Stored data entries:
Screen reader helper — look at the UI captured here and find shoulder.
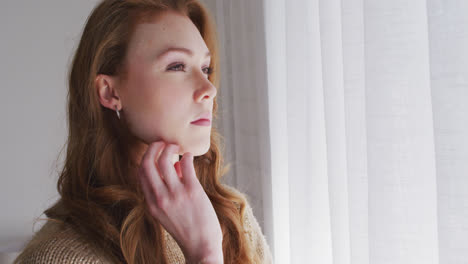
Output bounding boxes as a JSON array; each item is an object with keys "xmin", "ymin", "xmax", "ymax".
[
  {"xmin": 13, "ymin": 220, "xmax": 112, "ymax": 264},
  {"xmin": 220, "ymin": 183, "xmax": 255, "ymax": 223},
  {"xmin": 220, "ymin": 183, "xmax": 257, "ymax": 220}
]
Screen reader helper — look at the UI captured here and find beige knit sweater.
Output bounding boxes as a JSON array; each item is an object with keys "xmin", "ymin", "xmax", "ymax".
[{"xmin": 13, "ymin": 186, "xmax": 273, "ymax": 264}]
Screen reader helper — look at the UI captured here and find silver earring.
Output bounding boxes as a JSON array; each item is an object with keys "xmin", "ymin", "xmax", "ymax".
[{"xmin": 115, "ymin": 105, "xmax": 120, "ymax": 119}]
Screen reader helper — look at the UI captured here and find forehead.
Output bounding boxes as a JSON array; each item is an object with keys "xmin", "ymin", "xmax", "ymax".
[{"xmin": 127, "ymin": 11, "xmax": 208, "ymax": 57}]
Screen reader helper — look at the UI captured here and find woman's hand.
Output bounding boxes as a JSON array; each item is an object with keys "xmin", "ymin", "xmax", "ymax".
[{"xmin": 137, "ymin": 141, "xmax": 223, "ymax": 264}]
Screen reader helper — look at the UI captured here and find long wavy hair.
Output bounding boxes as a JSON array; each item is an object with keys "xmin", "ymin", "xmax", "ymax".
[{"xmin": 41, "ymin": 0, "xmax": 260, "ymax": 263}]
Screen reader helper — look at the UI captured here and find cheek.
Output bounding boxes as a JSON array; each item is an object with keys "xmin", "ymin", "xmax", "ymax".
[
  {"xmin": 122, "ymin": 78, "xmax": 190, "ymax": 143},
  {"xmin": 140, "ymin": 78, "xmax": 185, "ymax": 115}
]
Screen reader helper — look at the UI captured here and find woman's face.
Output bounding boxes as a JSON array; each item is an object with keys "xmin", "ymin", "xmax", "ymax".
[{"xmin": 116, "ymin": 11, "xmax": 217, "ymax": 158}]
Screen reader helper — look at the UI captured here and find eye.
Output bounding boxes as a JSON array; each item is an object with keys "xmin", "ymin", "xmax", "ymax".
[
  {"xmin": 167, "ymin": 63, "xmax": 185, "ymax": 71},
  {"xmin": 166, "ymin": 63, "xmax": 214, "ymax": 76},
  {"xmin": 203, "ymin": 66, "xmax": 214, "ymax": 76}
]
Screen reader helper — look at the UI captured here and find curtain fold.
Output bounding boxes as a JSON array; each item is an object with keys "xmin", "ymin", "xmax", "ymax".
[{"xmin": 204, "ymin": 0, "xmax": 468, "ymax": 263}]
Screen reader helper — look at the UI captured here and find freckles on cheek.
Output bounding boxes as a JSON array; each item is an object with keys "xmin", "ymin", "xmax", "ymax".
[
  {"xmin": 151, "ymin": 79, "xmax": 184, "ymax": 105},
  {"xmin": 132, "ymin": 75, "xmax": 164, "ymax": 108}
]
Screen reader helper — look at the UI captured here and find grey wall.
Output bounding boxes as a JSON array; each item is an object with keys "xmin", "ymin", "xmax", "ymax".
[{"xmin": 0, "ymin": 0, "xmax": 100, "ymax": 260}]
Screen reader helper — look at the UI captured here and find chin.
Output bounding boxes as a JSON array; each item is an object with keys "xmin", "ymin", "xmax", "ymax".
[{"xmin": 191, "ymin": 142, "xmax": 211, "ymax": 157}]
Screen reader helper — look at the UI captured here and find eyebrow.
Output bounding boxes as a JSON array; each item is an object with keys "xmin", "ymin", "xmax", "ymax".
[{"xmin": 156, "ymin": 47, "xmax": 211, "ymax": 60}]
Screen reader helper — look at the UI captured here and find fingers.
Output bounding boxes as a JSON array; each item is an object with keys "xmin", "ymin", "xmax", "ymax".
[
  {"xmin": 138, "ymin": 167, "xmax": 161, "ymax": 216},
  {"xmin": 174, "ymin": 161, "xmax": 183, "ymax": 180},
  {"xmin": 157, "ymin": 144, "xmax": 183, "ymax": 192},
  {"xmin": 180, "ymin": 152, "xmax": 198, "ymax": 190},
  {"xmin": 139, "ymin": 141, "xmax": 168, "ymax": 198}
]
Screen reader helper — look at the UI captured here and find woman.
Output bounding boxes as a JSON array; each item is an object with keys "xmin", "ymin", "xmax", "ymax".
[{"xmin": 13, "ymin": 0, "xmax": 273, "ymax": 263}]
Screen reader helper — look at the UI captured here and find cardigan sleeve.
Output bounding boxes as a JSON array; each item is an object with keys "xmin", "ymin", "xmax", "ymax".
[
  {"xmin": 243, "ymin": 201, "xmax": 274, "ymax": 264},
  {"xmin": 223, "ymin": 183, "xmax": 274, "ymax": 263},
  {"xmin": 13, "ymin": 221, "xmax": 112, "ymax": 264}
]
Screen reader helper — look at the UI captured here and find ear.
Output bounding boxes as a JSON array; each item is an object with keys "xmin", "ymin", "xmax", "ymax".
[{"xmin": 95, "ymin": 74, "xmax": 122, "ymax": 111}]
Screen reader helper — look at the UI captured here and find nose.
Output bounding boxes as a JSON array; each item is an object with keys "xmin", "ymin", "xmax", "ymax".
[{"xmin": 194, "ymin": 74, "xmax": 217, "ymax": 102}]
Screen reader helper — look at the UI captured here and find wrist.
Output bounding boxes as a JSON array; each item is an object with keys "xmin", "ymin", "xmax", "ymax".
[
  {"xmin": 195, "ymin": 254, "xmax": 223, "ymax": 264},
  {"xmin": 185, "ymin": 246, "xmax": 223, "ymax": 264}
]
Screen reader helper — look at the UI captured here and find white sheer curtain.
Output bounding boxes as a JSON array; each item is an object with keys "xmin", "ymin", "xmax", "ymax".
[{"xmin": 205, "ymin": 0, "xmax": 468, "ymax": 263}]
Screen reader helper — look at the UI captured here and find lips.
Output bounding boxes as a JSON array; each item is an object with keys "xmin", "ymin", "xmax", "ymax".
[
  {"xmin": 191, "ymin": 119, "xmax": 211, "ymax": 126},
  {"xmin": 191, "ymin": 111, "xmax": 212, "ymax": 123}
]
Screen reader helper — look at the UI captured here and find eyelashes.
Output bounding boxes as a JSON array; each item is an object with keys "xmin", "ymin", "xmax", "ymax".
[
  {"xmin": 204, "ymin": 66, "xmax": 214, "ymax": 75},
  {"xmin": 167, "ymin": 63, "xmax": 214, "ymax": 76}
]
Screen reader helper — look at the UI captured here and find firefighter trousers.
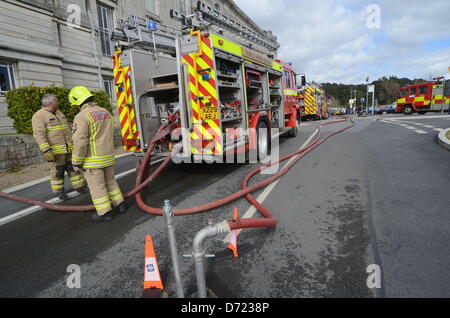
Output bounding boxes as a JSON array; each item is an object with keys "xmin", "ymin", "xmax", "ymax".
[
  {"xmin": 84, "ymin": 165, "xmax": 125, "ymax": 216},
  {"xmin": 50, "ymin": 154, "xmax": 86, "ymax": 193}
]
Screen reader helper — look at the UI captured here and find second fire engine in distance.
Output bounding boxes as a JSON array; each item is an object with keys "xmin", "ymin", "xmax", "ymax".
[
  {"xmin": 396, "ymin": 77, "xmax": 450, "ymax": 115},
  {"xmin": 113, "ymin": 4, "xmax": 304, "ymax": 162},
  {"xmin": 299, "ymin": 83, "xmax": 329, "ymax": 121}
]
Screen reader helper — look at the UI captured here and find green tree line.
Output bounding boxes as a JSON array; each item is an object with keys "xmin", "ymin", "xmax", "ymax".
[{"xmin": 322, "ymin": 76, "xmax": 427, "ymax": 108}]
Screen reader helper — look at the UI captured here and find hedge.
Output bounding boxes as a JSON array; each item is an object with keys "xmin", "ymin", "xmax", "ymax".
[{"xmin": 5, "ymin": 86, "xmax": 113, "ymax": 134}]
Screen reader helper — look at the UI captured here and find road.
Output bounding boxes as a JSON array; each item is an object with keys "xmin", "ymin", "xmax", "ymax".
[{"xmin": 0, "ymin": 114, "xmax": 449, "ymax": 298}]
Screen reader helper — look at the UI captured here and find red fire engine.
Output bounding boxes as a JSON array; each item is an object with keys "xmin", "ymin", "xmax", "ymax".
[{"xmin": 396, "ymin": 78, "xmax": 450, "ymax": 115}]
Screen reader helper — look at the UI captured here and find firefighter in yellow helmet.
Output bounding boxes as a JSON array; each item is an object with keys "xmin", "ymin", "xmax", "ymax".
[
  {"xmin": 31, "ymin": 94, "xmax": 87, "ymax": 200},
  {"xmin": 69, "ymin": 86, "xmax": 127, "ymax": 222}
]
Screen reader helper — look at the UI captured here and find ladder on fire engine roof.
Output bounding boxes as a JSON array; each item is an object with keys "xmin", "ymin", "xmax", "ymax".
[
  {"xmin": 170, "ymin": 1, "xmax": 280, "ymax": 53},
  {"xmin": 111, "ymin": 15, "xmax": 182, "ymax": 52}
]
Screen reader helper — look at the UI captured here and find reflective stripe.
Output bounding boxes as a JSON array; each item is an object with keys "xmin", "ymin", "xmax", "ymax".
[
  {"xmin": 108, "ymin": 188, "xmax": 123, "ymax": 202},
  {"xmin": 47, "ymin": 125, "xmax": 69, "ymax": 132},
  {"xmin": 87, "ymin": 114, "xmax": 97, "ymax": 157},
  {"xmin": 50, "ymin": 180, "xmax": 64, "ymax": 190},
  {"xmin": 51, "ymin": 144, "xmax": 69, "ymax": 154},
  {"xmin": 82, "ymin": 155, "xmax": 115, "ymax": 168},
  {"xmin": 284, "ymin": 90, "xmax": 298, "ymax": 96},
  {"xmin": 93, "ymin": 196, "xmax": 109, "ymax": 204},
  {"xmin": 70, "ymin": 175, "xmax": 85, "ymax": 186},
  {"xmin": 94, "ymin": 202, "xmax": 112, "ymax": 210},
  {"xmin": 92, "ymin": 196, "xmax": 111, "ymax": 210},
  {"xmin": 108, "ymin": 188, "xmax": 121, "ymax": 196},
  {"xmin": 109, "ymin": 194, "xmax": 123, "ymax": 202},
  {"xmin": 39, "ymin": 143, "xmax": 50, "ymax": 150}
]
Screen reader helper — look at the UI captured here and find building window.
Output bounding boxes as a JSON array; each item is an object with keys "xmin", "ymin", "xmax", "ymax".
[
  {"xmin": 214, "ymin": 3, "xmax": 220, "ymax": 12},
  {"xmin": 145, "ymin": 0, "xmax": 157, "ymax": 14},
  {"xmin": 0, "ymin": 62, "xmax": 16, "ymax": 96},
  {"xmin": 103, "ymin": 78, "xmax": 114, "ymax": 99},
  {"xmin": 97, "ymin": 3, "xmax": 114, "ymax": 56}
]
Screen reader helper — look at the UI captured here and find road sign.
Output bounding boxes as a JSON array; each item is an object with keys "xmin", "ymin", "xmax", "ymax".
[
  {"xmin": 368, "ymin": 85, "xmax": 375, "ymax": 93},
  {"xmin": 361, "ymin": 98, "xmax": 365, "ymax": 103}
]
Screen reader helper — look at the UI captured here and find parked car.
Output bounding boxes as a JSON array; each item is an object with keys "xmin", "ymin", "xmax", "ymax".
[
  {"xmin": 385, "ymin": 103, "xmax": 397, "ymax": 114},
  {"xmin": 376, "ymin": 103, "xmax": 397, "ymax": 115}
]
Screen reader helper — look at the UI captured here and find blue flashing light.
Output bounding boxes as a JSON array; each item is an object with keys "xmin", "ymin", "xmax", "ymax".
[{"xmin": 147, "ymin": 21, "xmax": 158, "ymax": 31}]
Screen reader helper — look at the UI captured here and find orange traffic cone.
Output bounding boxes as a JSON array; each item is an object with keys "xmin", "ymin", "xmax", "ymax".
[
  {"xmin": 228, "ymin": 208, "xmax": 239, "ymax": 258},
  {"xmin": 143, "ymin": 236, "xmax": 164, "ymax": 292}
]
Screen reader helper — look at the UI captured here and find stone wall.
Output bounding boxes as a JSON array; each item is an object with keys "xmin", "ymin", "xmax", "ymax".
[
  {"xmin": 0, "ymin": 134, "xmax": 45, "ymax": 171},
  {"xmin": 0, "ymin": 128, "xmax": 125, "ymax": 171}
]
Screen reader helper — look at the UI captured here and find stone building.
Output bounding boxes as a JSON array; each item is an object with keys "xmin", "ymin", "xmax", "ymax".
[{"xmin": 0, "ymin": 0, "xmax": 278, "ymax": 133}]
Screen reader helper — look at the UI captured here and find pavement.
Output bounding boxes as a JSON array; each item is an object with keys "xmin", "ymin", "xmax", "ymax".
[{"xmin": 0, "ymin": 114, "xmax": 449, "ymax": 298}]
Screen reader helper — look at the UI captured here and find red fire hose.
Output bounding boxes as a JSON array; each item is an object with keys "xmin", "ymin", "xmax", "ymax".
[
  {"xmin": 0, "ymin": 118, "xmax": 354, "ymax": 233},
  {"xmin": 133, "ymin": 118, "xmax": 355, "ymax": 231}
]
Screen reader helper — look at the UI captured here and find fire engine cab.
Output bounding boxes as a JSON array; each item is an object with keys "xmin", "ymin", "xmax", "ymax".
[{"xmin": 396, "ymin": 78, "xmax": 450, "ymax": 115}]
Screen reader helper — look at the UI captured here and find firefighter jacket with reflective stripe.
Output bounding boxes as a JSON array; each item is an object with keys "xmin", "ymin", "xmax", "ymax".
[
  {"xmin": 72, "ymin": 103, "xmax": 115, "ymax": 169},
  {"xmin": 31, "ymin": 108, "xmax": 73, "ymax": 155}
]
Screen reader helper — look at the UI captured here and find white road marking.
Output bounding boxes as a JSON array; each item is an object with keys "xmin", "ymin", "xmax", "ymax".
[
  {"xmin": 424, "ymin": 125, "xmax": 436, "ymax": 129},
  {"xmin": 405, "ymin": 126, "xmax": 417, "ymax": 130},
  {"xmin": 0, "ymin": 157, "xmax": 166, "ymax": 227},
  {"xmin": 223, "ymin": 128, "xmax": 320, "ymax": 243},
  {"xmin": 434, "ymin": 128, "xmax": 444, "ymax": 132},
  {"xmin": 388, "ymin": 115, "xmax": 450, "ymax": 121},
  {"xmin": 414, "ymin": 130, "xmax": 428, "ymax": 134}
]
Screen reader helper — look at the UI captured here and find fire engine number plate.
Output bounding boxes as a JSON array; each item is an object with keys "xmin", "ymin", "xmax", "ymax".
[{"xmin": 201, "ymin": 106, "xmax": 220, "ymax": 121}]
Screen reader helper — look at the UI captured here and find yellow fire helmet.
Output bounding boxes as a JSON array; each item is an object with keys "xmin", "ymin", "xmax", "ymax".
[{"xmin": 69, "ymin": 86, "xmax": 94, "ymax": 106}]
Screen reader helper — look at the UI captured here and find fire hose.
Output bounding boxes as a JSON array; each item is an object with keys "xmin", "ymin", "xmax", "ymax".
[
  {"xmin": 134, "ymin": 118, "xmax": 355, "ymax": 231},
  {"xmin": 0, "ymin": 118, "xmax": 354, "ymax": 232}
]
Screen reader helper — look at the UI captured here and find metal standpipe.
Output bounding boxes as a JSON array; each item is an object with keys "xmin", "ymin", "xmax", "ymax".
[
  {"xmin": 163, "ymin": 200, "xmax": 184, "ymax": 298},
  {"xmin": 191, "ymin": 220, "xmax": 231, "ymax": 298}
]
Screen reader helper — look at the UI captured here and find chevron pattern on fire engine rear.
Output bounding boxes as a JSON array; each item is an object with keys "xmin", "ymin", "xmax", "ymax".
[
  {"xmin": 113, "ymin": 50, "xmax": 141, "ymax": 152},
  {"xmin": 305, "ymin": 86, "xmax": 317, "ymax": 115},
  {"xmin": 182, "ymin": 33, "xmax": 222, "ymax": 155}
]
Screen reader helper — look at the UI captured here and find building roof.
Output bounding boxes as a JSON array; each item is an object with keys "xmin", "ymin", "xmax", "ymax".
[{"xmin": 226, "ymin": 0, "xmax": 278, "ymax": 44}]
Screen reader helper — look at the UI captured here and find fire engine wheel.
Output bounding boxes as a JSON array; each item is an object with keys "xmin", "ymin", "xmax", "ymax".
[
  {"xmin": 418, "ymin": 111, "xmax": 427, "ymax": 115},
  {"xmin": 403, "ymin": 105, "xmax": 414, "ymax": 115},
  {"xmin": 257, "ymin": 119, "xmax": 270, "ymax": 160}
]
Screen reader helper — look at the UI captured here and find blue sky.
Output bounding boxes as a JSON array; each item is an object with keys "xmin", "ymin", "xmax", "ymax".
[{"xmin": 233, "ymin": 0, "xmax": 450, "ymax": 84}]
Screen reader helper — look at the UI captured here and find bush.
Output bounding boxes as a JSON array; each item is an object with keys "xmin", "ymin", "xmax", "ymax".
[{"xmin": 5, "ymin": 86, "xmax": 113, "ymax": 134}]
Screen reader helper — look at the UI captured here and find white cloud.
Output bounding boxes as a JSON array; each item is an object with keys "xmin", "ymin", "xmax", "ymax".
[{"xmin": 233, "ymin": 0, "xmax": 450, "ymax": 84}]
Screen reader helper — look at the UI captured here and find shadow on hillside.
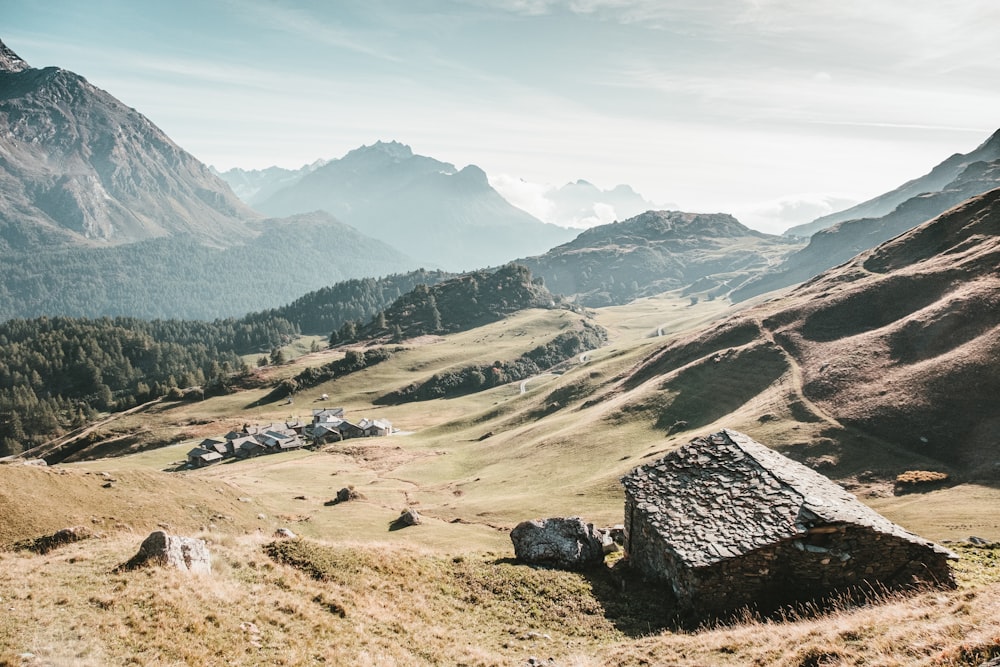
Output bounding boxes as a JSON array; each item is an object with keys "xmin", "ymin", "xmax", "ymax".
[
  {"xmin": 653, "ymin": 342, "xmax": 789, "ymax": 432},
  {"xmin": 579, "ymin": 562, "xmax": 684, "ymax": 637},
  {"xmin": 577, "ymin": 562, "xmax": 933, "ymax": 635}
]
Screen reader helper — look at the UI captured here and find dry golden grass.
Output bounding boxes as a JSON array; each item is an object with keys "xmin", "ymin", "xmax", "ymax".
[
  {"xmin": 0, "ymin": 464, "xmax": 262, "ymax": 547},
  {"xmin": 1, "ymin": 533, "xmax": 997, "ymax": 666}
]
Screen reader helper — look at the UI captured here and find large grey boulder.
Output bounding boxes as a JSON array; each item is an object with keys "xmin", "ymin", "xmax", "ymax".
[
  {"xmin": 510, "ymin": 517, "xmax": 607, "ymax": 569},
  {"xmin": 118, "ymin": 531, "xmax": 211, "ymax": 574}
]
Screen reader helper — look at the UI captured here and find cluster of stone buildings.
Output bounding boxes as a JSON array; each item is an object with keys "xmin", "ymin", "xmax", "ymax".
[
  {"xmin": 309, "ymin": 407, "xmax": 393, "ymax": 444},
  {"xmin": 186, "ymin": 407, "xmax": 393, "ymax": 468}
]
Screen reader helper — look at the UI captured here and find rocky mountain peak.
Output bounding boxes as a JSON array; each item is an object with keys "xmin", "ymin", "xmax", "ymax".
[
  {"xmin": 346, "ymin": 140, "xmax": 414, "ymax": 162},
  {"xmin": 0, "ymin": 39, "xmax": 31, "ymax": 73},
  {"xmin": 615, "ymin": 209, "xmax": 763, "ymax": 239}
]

### [What is needed]
Among the entries above, find every line holding "helmet" and copy it.

### [Task solution]
Screen reader helper — look at the UI captured here and find firefighter in yellow helmet.
Screen reader helper — look at the UI captured here and find yellow fire helmet.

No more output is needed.